§ **TEXTO BASE**:
Para un feminismo femenino (4)



3.- Mujer y naturaleza humana

El hecho de la distinción entre varones y mujeres dentro de la especie humana es algo que, en principio, habría de ser asunto pacífico y seguro. Sin embargo, la historia reciente del feminismo y de la sexualidad ha oscurecido a veces esta idea, bien por una insistencia mayor en la igualdad, bien por un más intenso subrayado de la diferencia.

Así, por ejemplo, en el concepto, muy manido ya, del «sexismo» se envuelve en el fondo, a veces, la pretensión de una igualdad completa o indiferenciada de los sexos, de manera que, no solamente varones y mujeres tengan los mismos derechos y deberes políticos, sino que también vivan en todo, absolutamente en todo, como completos iguales. En esta dirección se mueven, sin duda, las propuestas de supresión de las diferencias sexuales en los juguetes, en el sentido de que, tanto niños como niñas, jueguen a lo mismo: tanto a policías y ladrones, como a muñecas y cocinas.

En el extremo opuesto se encuentra el intento, presente asimismo en ciertas feministas, de hacer de la mujer y del varón dos especies separadas de seres. Es el ideal que cabe reconocer en las antiguas amazonas, y que en alguna medida también ha podido contagiar a quienes distinguen entre personas «masculinas» y personas «femeninas». Esa distinción supone a veces otorgar un alcance desmesurado al dimorfismo sexual humano.

§ **PROBLEMAS Y TAREAS**:
• A. Determina si cada afirmación concuerda con el fragmento sobre mujer y naturaleza humana. Responde sí o no y cita literalmente las palabras del fragmento que lo deciden.
(i) La distinción entre varones y mujeres habría de ser, en principio, un asunto pacífico y seguro.
(ii) La propuesta de suprimir las diferencias sexuales en los juguetes busca que niños y niñas jueguen a cosas distintas.
(iii) El ideal de hacer de la mujer y del varón dos especies separadas puede reconocerse en las antiguas amazonas.
• B. Responde brevemente, según el fragmento sobre mujer y naturaleza humana:
(i) ¿Qué dos insistencias han oscurecido a veces la idea de la distinción entre varones y mujeres?
(ii) ¿Qué concepto se califica de «muy manido ya»?
(iii) ¿A qué otorga a veces un alcance desmesurado la distinción entre personas «masculinas» y «femeninas»?
• C. Prosigue el fragmento sobre mujer y naturaleza humana a partir de su última oración.

§ **DATOS PROPORCIONADOS**:
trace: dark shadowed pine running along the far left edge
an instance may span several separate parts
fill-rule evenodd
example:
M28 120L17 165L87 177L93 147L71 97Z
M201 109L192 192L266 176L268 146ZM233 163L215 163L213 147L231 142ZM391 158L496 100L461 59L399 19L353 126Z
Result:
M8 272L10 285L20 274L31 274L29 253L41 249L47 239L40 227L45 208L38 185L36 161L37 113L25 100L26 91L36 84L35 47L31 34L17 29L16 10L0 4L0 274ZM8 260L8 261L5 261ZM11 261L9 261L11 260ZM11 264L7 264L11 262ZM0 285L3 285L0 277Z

§ **RESPUESTAS**:
• A.
(i) Sí: «habría de ser asunto pacífico y seguro».
(ii) No: «tanto niños como niñas, jueguen a lo mismo».
(iii) Sí: «Es el ideal que cabe reconocer en las antiguas amazonas».

• B.
(i) Una insistencia mayor en la igualdad y un más intenso subrayado de la diferencia.
(ii) El concepto de «sexismo».
(iii) Al dimorfismo sexual humano.

• C.
Con todo, el movimiento de emancipación de la mujer, iniciado a finales del siglo XVIII, tiene mucho de acertado en su reivindicación de igualdad. Una reivindicación justa y verdadera entendida en sus términos adecuados, pues como dijo Millán-Puelles:
Si lo que se trata de expresar con esta igualación de la mujer con el varón es la necesidad por razones éticas, no sólo psicológicas, culturales, históricas, etc., de que la mujer tenga reconocida, en todos los aspectos de su existencia, la íntegra dignidad de la persona humana que comparte con el varón, totalmente de acuerdo. Si de lo que se trata es de dar una versión masculinizante del modo femenino de ser, totalmente en desacuerdo4.

Porque, en su sentido positivo y merecedor de toda aprobación,
El acierto esencial del movimiento de emancipación de la mujer es la clara conciencia de que la mujer comparte, con el varón la íntegra dignidad de la persona humana y que, por consiguiente, tiene derecho al pleno reconocimiento de la totalidad de una igualdad jurídica esencial con el hombre. La mujer es tan persona como el hombre; y las consecuencias que de ello inmediatamente se siguen han de tener una plasmación, una protocolización jurídica, que no se quede en simples declaraciones solemnes, sino que efectivamente llegue, con la letra y… con la música, a la totalidad de las manifestaciones de la vida humana5.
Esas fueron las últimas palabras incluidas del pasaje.